» PROBLEM: Copy out the lines from the one holding "Where is the stage monitor" through the one holding "xmin=590 ymin=560 xmax=690 ymax=624", both included, putting "floor monitor" in place of "stage monitor speaker" and changing nothing else. Leave the picture out.

--------

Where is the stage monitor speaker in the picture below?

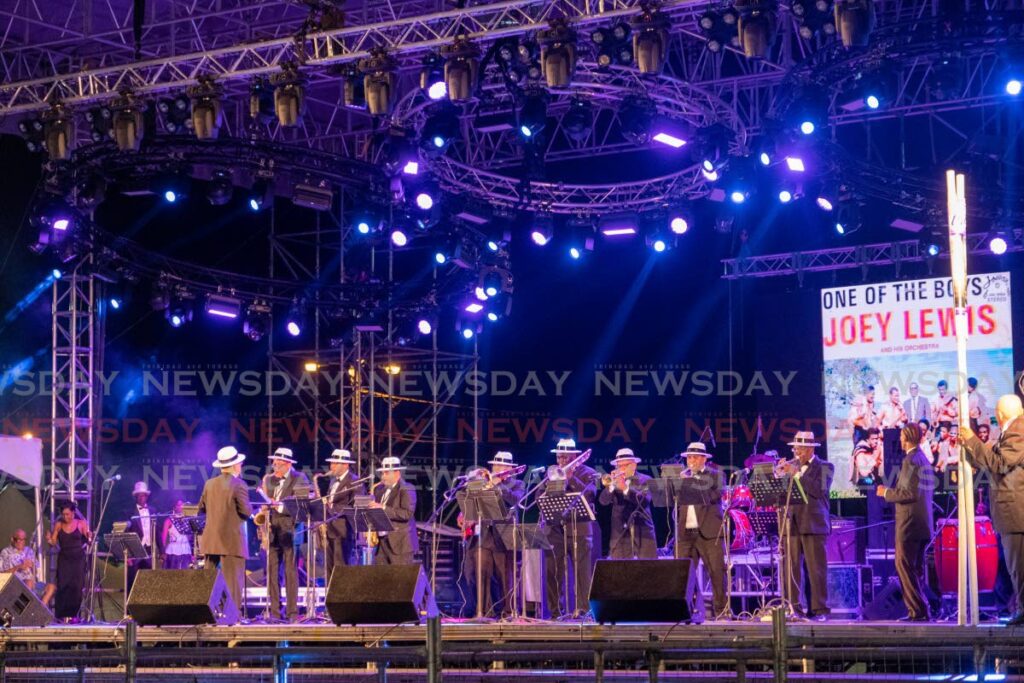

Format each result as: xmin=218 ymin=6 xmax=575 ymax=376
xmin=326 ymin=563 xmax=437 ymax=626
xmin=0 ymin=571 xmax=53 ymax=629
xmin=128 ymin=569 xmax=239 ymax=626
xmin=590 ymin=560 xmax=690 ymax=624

--------

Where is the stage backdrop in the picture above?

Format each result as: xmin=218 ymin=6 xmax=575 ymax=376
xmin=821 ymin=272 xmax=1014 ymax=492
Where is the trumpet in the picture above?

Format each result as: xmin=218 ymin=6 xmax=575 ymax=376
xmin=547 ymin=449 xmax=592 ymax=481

--------

» IN RESPONSE:
Where is the floor monitor in the picture below?


Format each result as: xmin=218 ymin=6 xmax=575 ymax=376
xmin=326 ymin=563 xmax=437 ymax=626
xmin=0 ymin=571 xmax=53 ymax=629
xmin=128 ymin=569 xmax=239 ymax=626
xmin=590 ymin=560 xmax=690 ymax=624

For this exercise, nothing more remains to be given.